• _TASK PROMPT_
Duplicate every item below verbatim, preserving each line character for character.

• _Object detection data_
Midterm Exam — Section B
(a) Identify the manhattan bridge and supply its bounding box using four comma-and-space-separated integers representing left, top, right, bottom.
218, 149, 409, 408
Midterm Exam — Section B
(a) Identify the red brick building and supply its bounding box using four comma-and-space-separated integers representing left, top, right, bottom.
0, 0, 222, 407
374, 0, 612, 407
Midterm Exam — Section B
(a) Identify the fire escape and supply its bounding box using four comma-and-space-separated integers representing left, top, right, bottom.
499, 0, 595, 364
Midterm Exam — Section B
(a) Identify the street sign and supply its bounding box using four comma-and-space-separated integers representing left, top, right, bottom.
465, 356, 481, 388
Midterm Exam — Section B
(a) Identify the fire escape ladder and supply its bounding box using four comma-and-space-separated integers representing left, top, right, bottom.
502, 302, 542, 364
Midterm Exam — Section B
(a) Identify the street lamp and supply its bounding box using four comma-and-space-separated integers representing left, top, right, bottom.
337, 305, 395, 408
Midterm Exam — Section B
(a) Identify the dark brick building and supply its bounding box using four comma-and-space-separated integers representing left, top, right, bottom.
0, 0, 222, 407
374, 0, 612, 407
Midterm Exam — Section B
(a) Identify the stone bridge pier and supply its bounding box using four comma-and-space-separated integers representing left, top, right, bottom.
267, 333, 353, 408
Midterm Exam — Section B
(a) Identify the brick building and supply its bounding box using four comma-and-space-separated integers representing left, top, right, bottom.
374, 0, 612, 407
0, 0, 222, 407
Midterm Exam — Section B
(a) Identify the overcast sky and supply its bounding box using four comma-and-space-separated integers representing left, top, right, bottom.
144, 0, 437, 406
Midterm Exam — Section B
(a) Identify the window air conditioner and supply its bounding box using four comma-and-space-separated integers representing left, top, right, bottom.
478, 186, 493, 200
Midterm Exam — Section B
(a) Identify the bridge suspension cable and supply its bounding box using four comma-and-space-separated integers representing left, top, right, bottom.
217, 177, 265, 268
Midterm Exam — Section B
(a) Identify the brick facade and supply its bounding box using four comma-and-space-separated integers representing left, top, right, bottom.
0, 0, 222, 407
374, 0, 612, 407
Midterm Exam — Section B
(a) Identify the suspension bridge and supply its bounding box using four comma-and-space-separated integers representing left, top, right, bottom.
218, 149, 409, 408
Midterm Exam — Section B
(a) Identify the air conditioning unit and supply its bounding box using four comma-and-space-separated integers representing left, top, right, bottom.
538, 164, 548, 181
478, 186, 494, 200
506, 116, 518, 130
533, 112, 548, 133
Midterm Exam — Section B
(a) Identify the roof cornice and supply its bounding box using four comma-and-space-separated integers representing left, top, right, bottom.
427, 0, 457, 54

• _EXPECTED ANSWER_
Midterm Exam — Section B
(a) Identify the manhattan bridge and supply its bounding box using four comma-and-space-separated integers representing left, top, right, bottom.
218, 149, 409, 408
Midterm Exam — Section B
(a) Identify the red brick building and supply its bounding box using four comma-and-space-separated integers representing left, top, right, bottom.
0, 0, 222, 407
374, 0, 612, 407
Midterm Exam — Section B
(a) Identify the fire escape and supply its bounding box using four comma-and-space-separated integers representing left, top, right, bottom.
499, 0, 595, 364
Midterm Exam — Section B
(a) Identify the street sign and supply its bounding box using four comma-and-space-separated integers representing left, top, right, bottom.
465, 356, 481, 388
Midterm Exam — Section B
(a) Identify the fire escape ladder and supply its bounding box using four comma-and-space-separated integers representing left, top, right, bottom.
502, 302, 542, 364
Midterm Exam — Section B
(a) Identify the street lamp and supply its bounding box using four comma-and-space-separated integers representing left, top, right, bottom.
337, 305, 395, 408
Midterm Exam — Section B
(a) Identify the dark brick building and supply its bounding box using four comma-and-space-separated integers representing left, top, right, bottom.
0, 0, 222, 407
374, 0, 612, 407
Midterm Exam — Section B
(a) Identify the stone bridge pier and supply its bounding box using four comma-and-space-separated integers representing left, top, right, bottom.
267, 333, 353, 408
Midterm Exam — Section B
(a) Identify the brick building and supply its bounding box using four comma-and-space-separated integers representing left, top, right, bottom.
374, 0, 612, 407
0, 0, 222, 407
Midterm Exam — Section B
(a) Identify the overcast sky and supply its bounding box using four comma-and-space-separated integers representing left, top, right, bottom.
144, 0, 437, 406
Midterm Exam — Section B
(a) Identify the window air conditioner and supply its bounding box using four comma-and-space-separated integers representing left, top, right, bottom.
478, 186, 493, 200
Midterm Exam — Section B
(a) Identify the bridge suspension cable and supply its bounding box using four comma-and-space-separated integers representing left, top, right, bottom.
217, 177, 265, 268
Midterm Exam — Section B
(a) Identify the brick facade and supply its bounding box using four comma-and-space-separated integers representing left, top, right, bottom.
0, 0, 222, 407
374, 0, 612, 407
Midterm Exam — Section B
(a) Identify the suspension bridge and supply its bounding box using four comma-and-space-separated integers representing left, top, right, bottom.
218, 149, 409, 408
Midterm Exam — Section B
(a) Identify the air conditioning unit and supply its bounding box using four comma-and-space-separated integers representing left, top, right, bottom.
538, 164, 548, 181
478, 186, 494, 200
506, 116, 518, 130
533, 112, 548, 133
Midterm Exam — Section B
(a) Identify the roof cornice and supply its bounding box using four comma-and-space-separated integers representing left, top, right, bottom.
427, 0, 457, 54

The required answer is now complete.